TEXT SEGMENT:
•••

A study of accident data collected when driver side-airbags were hitting the market showed that accident rates and fatalities increased for cars equipped with airbags. It seems that early adopters of airbag-equipped vehicles bought such vehicles because they tended to dive more aggressively, and increased that behavior when driving airbag-equipped cars.
The Open-Canopy Fatality Study
In 1999, I wrote a paper examining open-canopy fatalities. Throughout the 1990s, the number of skydivers getting killed under fully open canopies was increasing every year. It was clear that part of the reason was the introduction and phenomenal popularity of parachutes made of zero-porosity (ZP) fabric. Ram-air canopies made of ZP fabric are able to be pressurized at much greater levels than older types of canopies and made a much more efficient airfoil, translating to higher speed and greater performance. Landing miscalculations which might have once resulted in a broken leg now resulted in crippling injuries and deaths.
As I reviewed the fatality data and considered the different possibilities, I noticed that AAD sales were increasing during the same time. I remembered a grizzled old master rigger muttering, “Every time you make skydiving safer, skydivers will figure out a way to make it dangerous again.” This was a very accurate restatement of the theory of risk homeostasis and was a likely avenue for investigation.
At the time, SSK Industries was the only U.S. distributor of Cypres AAD units, and Cliff Schmucker very graciously shared his sales and maintenance information with me. At that time, any Cypres unit that fired had to be sent to SSK to be refitted with a cutter. Using SSK’s sales and AAD activation data, I found that there was a strong correlation between Cypres saves and open canopy fatalities, as well as a correlation between the increasing numbers of Cypres units in use and increasing open-canopy fatalities. One of the graphs showed a spooky relationship in which Cypres saves one year were followed by an increase in open-canopy fatalities the next, as if news of increasing safety was manifested a year later in more dangerous behaviors.

•••

DATA:

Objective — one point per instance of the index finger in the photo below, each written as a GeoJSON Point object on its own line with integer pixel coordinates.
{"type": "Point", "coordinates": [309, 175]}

•••

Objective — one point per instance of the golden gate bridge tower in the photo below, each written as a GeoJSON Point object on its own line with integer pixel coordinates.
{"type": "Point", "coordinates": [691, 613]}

•••

EXERCISE A:
From the skydiving safety text, return the passage that begins at the words "The Open-Canopy Fatality" and stops after the words "injuries and deaths.".
EXERCISE B:
According to the skydiving safety text, which company was the only U.S. distributor of Cypres AAD units at the time?

WRITTEN SOLUTION A:
The Open-Canopy Fatality Study
In 1999, I wrote a paper examining open-canopy fatalities. Throughout the 1990s, the number of skydivers getting killed under fully open canopies was increasing every year. It was clear that part of the reason was the introduction and phenomenal popularity of parachutes made of zero-porosity (ZP) fabric. Ram-air canopies made of ZP fabric are able to be pressurized at much greater levels than older types of canopies and made a much more efficient airfoil, translating to higher speed and greater performance. Landing miscalculations which might have once resulted in a broken leg now resulted in crippling injuries and deaths.

WRITTEN SOLUTION B:
SSK Industries